- [AIM] Copy the listing below, swapping every occurrence of "that would be welcome" for "that would be appreciated" and leaving everything else unchanged.

- [EXTRACTED INFORMATION]
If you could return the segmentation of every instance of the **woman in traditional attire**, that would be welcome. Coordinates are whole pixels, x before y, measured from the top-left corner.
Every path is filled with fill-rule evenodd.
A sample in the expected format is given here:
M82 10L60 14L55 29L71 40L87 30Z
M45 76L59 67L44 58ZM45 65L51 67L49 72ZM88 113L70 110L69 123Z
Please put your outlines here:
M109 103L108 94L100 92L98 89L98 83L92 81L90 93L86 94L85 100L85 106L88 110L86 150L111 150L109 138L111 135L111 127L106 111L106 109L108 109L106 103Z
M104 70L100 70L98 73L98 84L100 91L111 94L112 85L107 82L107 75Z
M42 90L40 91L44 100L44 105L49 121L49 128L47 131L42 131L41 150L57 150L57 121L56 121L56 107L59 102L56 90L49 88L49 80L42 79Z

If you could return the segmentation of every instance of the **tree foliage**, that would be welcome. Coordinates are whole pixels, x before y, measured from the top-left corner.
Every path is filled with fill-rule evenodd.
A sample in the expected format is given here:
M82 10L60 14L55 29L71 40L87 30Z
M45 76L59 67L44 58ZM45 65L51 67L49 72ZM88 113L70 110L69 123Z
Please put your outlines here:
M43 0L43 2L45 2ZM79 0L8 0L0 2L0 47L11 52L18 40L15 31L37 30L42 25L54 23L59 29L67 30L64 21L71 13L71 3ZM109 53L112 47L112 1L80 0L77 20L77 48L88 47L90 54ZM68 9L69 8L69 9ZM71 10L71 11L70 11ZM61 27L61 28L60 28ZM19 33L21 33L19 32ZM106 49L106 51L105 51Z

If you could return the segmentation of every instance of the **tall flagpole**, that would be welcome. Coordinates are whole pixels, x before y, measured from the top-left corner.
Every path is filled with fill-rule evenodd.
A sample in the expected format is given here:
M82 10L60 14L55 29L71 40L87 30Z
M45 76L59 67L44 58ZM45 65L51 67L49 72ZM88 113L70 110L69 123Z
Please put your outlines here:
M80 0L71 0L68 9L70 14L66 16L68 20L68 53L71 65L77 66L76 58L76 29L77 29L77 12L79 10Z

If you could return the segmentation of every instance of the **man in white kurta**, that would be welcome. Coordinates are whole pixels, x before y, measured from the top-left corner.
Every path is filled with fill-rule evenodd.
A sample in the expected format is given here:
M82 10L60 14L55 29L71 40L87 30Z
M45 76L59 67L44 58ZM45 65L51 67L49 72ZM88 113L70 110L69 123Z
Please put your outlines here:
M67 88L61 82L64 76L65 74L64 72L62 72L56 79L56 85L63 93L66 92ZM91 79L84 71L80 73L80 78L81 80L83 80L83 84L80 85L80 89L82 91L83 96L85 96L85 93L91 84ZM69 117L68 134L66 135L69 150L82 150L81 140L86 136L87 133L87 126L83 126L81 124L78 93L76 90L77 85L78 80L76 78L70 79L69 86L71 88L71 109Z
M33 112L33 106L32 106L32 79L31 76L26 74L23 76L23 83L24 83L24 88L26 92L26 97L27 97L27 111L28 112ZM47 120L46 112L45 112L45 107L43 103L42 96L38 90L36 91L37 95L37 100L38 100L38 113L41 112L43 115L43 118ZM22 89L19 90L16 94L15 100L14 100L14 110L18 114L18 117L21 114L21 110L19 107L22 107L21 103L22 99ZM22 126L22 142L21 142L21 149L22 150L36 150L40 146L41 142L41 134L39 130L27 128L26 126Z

- [SOLUTION TO THIS EXERCISE]
If you could return the segmentation of every instance of the **woman in traditional attire**, that would be appreciated. Coordinates are whole pixels, x before y, measured from the top-left corner.
Every path is filled with fill-rule evenodd.
A sample in the expected format is given here:
M82 10L60 14L55 29L71 40L87 30Z
M45 76L59 67L44 58ZM45 65L51 67L49 72ZM88 113L70 110L69 123Z
Please put your outlines here:
M109 103L108 94L100 92L98 89L98 83L92 81L90 93L86 94L85 100L85 106L88 110L86 150L111 150L109 138L111 135L111 127L106 111L106 109L108 109L106 103Z
M104 70L100 70L98 73L98 84L100 91L111 94L112 85L107 82L107 75Z
M42 90L40 91L44 100L44 105L49 121L49 128L47 131L42 131L41 150L57 150L57 121L56 121L56 107L59 102L56 90L49 88L49 80L42 79Z

If you could return the segmentation of every instance of the **tree foliage**, that would be appreciated. Coordinates are whole pixels, x before y, measured from the top-left corner.
Every path is filled with fill-rule evenodd.
A sample in the expected format is given here:
M82 10L60 14L55 29L71 40L87 30Z
M45 76L59 67L44 58ZM45 65L51 67L49 72ZM88 113L70 110L69 123Z
Please put your outlines here:
M43 0L43 2L45 2ZM79 0L8 0L0 2L0 47L11 52L18 40L15 31L37 30L42 25L54 23L59 29L67 30L64 21L71 13L71 3ZM109 53L112 47L112 1L80 0L77 20L77 48L88 47L90 54ZM68 9L69 8L69 9ZM71 10L71 11L70 11ZM61 27L61 28L60 28ZM19 33L21 33L19 32ZM106 49L106 51L105 51Z

If you could return the segmentation of every instance of the **tall flagpole**, that would be appreciated. Coordinates are whole pixels, x before y, measured from the top-left corner.
Every path is filled with fill-rule evenodd.
A sample in the expected format is given here:
M82 10L60 14L55 29L71 40L87 30Z
M45 76L59 67L44 58ZM45 65L51 67L49 72ZM88 113L70 110L69 123Z
Please put your outlines here:
M80 0L71 0L68 9L70 14L66 16L68 20L68 53L71 65L77 66L76 58L76 29L77 29L77 12L79 10Z

If you could return the segmentation of every instance of the **man in white kurta**, that would be appreciated. Coordinates are whole pixels, x before y, measured from the top-left corner.
Every path is filled with fill-rule evenodd.
A sample in the expected format is given here:
M82 10L60 14L55 29L71 40L87 30Z
M45 76L59 67L44 58ZM45 65L51 67L49 72ZM88 113L70 110L69 123Z
Please put your outlines here:
M67 88L61 82L64 76L65 74L64 72L62 72L56 79L56 85L63 93L66 92ZM91 79L84 71L80 73L80 78L81 80L83 80L83 84L80 85L80 89L82 91L83 96L85 96L85 93L91 84ZM69 117L68 134L66 135L69 150L82 150L81 140L86 136L87 133L87 126L83 126L81 124L78 93L76 90L77 85L78 80L76 78L70 79L69 86L71 88L71 109Z
M33 112L33 106L32 106L32 79L31 76L26 74L23 76L23 83L24 83L24 88L26 92L26 97L27 97L27 111L28 112ZM47 120L46 112L45 112L45 107L43 103L42 96L38 90L36 91L37 95L37 100L38 100L38 113L41 112L43 115L43 118ZM22 89L19 90L16 94L15 100L14 100L14 110L18 114L18 117L21 114L21 110L19 107L22 107L21 103L22 99ZM22 126L22 142L21 142L21 149L22 150L36 150L40 146L41 142L41 134L39 130L27 128L26 126Z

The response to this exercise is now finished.